Text section

>>>

Mautino reported that LaSalle administrators had reams of COVID-19-specific guidelines for stopping the spread available from both federal and state experts, as well as long-established pre-pandemic infection control policies.
Pritzker, who later acknowledged “some management faults” were to blame and said that as governor, “I understand that these agencies are my responsibility,” maintained that he held staff accountable, including firing LaSalle director Angela Mehlbrech in December 2020.
However, he said that to the extent that IDPH is at fault for not providing more assistance, the agency controlled the entire state response during the pandemic’s worst surge and was dealing with hot spots in every direction. But at no time during the fall of 2020 or at any time during the pandemic did Pritzker or his team suggest IDPH couldn’t keep up.
IDPH couldn’t have been caught off-guard despite the precipitous statewide surge. The audit reports that the Pritzker administration was monitoring COVID-19 in 710 long-term care facilities across Illinois. The first week of November, 2020, only four of them reported more than 50 new cases and LaSalle was the only facility with more than 100.
That was a red flag that should have generated an alert and immediate administration response, Mautino said in an interview.

<<<

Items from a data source

>>>

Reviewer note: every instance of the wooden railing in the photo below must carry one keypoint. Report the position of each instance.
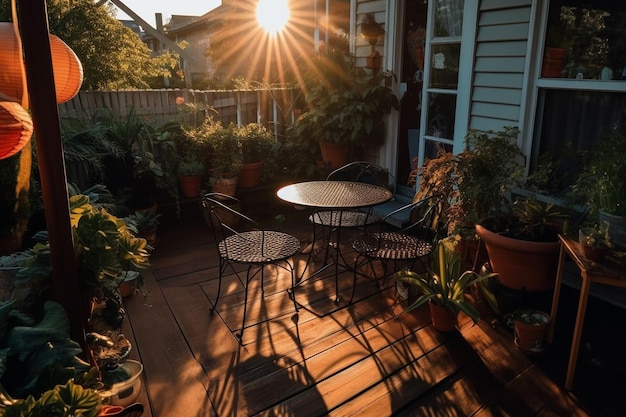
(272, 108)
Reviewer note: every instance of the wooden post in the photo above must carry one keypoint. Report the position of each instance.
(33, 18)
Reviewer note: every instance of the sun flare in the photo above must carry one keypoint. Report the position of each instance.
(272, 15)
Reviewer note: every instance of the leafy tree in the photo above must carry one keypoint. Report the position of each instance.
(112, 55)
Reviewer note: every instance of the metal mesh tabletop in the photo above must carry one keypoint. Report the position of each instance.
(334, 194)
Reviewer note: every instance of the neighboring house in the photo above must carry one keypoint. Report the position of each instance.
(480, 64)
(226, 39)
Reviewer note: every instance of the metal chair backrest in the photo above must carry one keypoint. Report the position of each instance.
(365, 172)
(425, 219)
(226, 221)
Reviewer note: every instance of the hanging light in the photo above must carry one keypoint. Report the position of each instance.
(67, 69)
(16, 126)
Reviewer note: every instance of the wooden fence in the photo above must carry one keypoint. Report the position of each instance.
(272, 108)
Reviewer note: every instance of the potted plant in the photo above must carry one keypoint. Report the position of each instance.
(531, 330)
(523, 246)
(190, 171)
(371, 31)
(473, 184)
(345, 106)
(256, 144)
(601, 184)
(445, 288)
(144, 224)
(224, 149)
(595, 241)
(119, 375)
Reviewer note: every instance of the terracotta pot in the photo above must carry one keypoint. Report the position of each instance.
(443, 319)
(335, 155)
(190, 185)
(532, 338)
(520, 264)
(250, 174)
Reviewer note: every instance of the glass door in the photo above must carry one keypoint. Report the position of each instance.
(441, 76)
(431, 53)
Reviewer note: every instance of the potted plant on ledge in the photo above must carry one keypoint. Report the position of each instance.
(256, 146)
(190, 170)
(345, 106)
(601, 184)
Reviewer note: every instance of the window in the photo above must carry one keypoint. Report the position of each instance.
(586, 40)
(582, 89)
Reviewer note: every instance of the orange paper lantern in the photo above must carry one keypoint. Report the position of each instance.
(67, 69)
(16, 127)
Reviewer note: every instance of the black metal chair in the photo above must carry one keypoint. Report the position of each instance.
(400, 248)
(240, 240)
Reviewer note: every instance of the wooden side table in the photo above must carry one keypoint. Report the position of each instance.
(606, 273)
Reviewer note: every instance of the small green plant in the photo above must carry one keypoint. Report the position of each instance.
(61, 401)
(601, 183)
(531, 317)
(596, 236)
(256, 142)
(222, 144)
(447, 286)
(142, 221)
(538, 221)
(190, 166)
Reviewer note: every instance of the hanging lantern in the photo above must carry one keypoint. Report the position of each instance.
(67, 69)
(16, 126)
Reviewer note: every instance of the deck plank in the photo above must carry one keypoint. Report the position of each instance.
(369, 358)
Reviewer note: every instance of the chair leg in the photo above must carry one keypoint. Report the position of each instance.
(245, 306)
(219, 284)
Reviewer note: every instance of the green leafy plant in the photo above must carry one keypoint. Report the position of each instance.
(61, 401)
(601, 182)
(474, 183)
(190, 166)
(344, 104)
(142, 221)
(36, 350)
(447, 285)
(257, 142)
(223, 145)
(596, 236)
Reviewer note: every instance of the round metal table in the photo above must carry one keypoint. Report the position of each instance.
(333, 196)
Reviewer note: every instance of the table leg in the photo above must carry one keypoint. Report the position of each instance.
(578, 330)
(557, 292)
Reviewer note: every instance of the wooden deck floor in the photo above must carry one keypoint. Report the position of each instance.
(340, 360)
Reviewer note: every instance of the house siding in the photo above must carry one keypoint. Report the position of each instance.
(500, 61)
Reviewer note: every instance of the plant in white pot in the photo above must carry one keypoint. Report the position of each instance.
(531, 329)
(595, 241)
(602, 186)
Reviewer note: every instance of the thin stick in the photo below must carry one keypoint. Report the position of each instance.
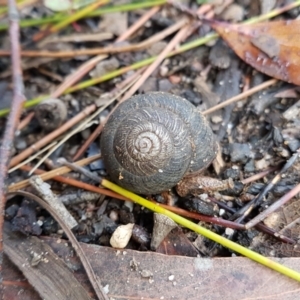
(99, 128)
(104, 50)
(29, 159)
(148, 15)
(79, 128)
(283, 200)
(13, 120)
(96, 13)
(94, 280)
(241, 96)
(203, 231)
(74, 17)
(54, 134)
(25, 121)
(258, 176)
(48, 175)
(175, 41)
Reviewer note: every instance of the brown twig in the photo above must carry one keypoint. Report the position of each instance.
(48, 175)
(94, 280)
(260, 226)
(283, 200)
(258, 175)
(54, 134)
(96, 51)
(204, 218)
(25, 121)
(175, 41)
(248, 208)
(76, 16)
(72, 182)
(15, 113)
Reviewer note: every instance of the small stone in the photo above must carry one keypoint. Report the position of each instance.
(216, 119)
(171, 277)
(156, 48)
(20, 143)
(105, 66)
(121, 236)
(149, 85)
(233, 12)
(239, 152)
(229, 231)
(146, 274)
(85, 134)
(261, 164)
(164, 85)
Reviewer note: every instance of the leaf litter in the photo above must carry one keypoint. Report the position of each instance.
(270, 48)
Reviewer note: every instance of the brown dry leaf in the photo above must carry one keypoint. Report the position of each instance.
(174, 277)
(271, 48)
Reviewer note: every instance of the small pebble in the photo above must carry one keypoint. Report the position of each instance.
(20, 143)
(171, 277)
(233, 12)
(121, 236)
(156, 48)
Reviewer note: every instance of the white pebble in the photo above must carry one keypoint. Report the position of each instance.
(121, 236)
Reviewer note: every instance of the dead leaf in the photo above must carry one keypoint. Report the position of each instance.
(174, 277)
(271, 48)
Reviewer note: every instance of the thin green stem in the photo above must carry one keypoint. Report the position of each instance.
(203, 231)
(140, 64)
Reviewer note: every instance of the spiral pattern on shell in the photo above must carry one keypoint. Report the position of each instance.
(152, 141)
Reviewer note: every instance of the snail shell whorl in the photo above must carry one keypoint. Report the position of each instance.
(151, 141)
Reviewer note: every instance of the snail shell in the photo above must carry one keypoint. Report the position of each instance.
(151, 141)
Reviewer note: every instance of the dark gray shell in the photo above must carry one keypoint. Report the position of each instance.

<<<
>>>

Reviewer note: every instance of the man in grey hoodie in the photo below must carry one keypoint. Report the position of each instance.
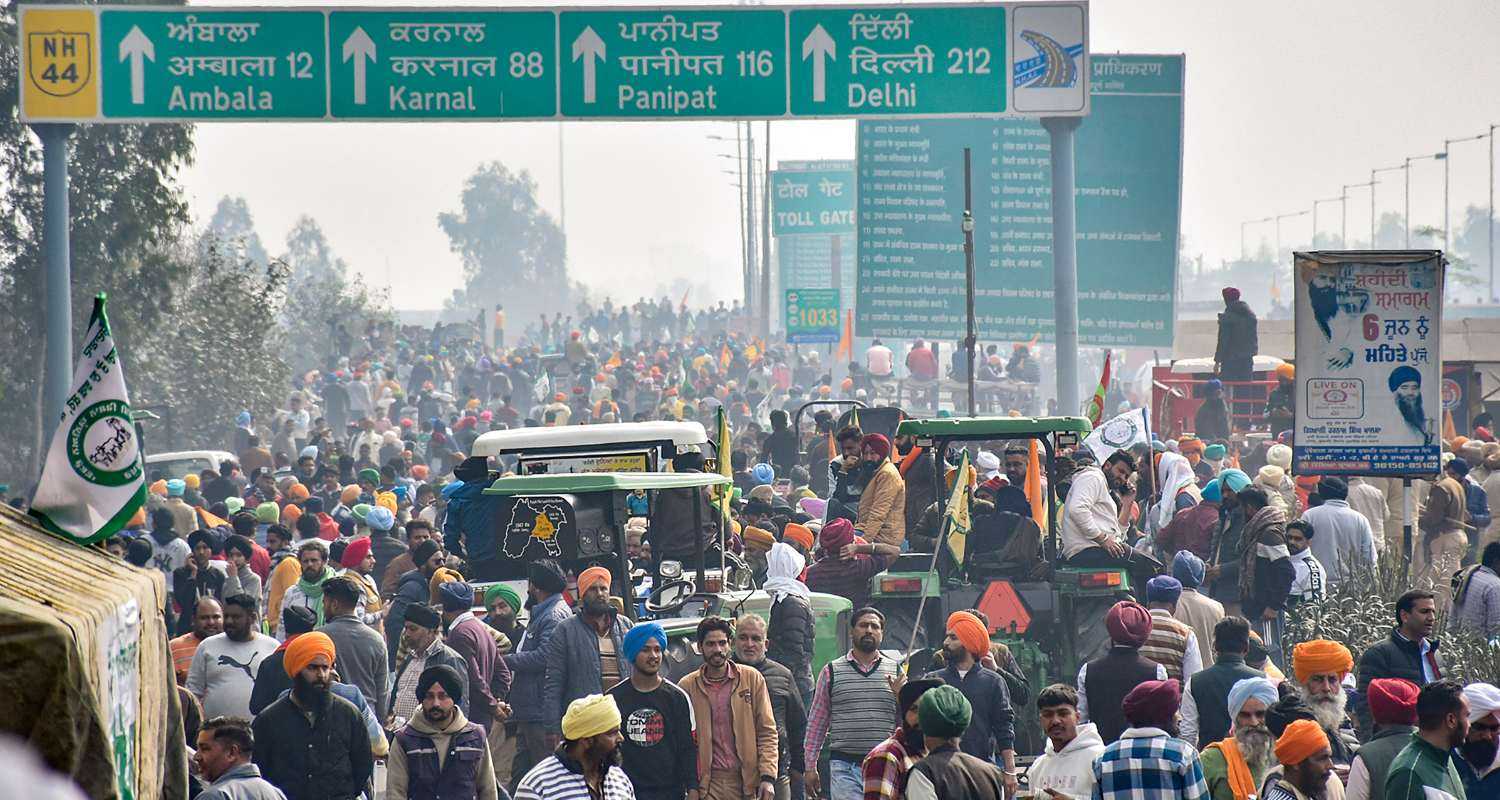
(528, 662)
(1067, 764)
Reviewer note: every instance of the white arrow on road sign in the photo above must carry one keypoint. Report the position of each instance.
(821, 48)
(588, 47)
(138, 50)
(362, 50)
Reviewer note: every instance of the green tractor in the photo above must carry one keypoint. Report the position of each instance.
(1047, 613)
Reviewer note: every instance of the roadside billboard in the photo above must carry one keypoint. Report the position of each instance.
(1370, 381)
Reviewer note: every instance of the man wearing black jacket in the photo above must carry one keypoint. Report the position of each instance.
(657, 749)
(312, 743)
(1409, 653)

<<<

Copy the passage above about the audit of COVID-19 at LaSalle word for word, from beginning to end.

Task response
Mautino reported that LaSalle administrators had reams of COVID-19-specific guidelines for stopping the spread available from both federal and state experts, as well as long-established pre-pandemic infection control policies.
Pritzker, who later acknowledged “some management faults” were to blame and said that as governor, “I understand that these agencies are my responsibility,” maintained that he held staff accountable, including firing LaSalle director Angela Mehlbrech in December 2020.
However, he said that to the extent that IDPH is at fault for not providing more assistance, the agency controlled the entire state response during the pandemic’s worst surge and was dealing with hot spots in every direction. But at no time during the fall of 2020 or at any time during the pandemic did Pritzker or his team suggest IDPH couldn’t keep up.
IDPH couldn’t have been caught off-guard despite the precipitous statewide surge. The audit reports that the Pritzker administration was monitoring COVID-19 in 710 long-term care facilities across Illinois. The first week of November, 2020, only four of them reported more than 50 new cases and LaSalle was the only facility with more than 100.
That was a red flag that should have generated an alert and immediate administration response, Mautino said in an interview.